++++ ENTRIES SHOWN ++++
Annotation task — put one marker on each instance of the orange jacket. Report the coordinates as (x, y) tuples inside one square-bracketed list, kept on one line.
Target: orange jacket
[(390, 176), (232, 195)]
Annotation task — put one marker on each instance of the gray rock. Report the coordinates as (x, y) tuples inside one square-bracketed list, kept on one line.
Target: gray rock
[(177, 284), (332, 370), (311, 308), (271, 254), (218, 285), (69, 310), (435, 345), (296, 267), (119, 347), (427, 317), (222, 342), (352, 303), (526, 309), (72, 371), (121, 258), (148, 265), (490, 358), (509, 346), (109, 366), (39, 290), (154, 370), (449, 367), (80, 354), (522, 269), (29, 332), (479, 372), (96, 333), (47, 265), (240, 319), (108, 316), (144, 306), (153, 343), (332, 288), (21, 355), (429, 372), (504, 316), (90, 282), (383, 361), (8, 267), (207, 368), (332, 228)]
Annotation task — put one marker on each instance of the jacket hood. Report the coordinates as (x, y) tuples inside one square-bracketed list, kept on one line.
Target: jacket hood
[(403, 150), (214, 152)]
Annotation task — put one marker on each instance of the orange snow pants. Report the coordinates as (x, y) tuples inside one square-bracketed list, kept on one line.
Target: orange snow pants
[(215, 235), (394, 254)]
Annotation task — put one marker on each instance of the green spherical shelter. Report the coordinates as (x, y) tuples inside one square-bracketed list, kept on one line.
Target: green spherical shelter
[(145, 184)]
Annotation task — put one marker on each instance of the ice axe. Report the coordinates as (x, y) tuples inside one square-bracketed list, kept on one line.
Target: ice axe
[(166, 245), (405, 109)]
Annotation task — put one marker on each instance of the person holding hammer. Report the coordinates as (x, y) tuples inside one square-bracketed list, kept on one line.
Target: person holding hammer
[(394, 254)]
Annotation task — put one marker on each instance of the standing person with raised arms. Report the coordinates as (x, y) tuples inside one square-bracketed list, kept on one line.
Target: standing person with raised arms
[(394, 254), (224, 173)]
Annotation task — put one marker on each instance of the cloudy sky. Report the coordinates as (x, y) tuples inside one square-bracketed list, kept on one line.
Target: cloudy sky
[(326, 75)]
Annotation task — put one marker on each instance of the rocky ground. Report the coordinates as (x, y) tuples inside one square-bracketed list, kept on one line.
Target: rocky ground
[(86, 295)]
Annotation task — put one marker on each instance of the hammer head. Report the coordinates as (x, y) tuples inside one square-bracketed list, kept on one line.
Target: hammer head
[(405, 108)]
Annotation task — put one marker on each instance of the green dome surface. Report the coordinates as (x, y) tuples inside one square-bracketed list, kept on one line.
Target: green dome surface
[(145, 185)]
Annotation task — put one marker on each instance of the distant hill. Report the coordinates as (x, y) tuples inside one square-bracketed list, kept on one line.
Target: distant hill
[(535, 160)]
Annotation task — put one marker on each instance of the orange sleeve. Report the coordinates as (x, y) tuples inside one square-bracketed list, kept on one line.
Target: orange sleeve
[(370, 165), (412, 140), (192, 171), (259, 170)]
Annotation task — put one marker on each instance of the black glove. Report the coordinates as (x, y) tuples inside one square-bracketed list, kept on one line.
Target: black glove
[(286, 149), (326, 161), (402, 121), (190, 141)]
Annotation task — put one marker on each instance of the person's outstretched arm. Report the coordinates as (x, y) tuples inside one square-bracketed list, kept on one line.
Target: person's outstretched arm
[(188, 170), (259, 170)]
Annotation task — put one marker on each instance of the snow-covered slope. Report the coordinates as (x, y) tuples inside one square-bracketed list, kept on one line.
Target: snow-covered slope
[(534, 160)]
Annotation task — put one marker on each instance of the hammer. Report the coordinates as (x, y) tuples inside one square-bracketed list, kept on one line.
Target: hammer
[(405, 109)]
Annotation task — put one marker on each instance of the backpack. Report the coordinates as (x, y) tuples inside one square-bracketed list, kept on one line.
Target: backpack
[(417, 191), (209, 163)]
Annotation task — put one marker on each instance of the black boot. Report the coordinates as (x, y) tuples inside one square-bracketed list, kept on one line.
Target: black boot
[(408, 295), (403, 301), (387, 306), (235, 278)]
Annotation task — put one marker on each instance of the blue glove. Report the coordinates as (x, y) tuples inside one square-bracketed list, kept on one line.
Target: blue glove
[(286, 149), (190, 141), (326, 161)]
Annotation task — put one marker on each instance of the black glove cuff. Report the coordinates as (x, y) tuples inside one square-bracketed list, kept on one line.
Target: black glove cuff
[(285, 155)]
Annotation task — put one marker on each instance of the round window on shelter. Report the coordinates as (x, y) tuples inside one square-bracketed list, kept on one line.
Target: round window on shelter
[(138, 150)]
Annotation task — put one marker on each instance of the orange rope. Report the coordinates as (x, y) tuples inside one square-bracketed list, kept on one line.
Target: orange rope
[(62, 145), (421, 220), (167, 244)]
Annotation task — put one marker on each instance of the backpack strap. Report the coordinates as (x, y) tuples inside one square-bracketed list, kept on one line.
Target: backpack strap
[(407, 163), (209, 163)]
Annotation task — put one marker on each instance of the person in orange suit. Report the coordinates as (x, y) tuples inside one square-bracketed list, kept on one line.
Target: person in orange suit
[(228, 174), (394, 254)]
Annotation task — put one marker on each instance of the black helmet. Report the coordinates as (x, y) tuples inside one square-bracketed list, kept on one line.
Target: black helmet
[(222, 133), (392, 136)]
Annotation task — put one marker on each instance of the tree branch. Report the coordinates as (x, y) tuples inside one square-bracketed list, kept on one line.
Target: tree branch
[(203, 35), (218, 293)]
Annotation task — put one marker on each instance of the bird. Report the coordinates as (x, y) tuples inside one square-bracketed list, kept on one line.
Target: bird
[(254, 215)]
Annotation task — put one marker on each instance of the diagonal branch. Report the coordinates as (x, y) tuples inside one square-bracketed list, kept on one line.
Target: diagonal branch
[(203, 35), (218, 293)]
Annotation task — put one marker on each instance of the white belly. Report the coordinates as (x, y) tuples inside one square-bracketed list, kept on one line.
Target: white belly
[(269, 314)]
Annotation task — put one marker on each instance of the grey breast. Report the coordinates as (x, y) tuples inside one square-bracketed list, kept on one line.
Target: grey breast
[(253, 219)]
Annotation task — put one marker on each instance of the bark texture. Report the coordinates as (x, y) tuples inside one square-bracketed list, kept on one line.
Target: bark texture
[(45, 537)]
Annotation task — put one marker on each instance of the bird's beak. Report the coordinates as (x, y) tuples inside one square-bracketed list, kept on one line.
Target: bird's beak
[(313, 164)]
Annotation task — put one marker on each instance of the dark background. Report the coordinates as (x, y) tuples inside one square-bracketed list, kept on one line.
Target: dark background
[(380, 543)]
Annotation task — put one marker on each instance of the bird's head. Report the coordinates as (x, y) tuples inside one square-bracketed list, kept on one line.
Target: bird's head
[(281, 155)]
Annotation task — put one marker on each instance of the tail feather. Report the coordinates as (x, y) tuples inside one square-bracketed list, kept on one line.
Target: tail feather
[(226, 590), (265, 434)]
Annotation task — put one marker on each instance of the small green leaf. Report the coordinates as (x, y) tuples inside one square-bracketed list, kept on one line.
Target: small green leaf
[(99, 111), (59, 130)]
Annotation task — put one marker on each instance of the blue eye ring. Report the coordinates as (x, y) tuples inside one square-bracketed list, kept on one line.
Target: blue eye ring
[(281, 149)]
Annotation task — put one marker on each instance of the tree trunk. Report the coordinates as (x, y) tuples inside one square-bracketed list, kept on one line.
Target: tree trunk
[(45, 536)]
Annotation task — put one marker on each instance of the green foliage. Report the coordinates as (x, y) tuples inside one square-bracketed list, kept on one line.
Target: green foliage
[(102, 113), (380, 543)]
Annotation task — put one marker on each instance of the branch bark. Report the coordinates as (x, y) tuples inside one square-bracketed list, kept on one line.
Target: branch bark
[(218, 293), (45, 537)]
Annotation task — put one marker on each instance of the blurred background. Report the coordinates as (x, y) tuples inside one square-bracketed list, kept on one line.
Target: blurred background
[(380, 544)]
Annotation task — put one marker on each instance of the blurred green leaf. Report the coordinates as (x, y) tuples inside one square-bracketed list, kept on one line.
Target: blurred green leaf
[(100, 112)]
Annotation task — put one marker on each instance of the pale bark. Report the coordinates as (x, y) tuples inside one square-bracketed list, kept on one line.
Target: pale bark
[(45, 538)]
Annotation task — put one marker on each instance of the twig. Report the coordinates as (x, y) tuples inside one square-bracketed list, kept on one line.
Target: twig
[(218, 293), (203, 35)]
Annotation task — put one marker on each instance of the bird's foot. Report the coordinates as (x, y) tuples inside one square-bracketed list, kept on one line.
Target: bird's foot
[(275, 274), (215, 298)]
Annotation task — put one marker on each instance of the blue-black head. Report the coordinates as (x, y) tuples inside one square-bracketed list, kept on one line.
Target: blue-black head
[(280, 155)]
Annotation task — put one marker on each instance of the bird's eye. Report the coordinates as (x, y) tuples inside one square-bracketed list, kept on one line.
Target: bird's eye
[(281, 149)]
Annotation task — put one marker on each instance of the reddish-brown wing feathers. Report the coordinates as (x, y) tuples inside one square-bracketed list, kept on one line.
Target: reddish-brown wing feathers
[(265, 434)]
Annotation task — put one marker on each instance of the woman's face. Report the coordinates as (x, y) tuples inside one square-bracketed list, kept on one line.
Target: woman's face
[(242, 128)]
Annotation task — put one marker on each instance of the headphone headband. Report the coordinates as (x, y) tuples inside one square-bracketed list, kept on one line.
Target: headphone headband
++++
— TO BE DONE —
Could you write out again every line from the start of the records through the line containing "[(390, 176), (232, 195)]", request included, adding 53 to each number in the answer coordinates?

— EXERCISE OUTPUT —
Annotation task — put one marker on each instance of the orange jacket. Report the coordinates as (x, y) tuples inside one square-bracketed list, kept on one line.
Target: orange jacket
[(443, 229), (285, 248)]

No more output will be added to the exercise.